> [Dataset]
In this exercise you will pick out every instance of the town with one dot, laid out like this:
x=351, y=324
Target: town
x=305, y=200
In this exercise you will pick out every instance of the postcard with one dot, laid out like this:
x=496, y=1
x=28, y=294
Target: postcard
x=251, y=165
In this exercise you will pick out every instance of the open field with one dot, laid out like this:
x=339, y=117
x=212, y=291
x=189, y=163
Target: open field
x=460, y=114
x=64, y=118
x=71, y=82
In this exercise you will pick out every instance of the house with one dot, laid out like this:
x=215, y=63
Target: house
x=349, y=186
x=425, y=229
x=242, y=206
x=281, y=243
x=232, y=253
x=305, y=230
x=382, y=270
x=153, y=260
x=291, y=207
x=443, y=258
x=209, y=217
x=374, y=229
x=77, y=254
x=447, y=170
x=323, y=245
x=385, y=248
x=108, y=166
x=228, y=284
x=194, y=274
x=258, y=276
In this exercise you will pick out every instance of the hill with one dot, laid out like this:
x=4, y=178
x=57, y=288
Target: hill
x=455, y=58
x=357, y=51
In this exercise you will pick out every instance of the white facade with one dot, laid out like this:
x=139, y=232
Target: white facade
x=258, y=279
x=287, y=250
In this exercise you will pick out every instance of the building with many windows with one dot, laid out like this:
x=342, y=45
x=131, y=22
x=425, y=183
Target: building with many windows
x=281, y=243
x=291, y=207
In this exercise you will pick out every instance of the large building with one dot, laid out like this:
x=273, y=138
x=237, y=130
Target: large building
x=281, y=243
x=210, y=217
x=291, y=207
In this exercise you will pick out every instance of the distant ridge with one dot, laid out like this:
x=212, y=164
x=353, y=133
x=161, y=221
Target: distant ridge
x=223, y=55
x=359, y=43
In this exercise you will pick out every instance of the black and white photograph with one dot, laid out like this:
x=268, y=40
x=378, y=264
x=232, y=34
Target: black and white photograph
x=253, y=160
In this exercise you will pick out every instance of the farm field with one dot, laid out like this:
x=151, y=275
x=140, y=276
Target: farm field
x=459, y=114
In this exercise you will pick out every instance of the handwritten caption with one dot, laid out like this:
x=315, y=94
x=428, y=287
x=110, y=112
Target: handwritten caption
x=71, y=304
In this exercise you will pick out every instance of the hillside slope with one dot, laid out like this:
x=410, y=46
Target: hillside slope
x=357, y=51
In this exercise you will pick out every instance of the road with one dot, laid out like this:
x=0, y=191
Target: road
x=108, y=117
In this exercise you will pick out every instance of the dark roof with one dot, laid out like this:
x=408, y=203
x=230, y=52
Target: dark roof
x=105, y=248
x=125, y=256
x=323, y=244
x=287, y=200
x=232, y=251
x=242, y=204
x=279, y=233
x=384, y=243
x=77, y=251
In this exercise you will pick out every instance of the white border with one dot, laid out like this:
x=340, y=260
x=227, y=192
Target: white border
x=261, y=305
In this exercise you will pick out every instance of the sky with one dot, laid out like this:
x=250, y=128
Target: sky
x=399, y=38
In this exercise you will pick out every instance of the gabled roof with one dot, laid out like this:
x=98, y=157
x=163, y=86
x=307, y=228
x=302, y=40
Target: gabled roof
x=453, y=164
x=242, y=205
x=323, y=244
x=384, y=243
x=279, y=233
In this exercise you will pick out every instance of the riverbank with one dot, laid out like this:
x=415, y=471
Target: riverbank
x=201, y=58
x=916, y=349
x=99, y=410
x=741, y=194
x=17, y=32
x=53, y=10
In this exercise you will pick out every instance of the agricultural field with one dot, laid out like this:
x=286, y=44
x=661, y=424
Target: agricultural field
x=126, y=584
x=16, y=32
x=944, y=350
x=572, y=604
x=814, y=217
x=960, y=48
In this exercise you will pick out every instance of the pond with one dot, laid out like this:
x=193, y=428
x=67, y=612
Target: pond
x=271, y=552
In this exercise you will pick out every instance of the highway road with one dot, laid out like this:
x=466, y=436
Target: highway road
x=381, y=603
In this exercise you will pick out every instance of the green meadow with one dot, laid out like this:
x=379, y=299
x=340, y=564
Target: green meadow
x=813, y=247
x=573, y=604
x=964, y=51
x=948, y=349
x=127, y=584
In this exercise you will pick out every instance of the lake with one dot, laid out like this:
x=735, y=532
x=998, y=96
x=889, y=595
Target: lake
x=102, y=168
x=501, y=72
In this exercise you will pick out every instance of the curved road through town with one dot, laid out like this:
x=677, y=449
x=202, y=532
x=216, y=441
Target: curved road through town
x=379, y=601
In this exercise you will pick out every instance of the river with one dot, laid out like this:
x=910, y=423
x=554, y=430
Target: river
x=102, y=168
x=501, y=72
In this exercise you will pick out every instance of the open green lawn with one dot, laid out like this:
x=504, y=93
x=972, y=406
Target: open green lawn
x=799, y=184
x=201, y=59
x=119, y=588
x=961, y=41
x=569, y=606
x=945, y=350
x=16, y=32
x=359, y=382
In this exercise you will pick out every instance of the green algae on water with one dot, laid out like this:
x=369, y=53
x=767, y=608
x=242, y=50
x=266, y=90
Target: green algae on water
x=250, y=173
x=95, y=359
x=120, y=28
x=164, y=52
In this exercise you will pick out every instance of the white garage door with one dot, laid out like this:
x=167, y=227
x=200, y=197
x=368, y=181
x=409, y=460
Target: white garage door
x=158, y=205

> [Problem statement]
Please rewrite the records from the line with "of the road" to the line with "x=77, y=251", changing "dark roof" to "black roof" and leaving everything else the same.

> [Finished exercise]
In this exercise you will pick out every instance of the road with one dot, laid out like this:
x=0, y=191
Target: road
x=108, y=117
In this exercise you will pick out every instance of the black roof with one dot, laid out like this:
x=408, y=203
x=230, y=52
Target: black roof
x=105, y=248
x=125, y=256
x=323, y=244
x=287, y=200
x=232, y=251
x=242, y=204
x=279, y=233
x=384, y=243
x=77, y=251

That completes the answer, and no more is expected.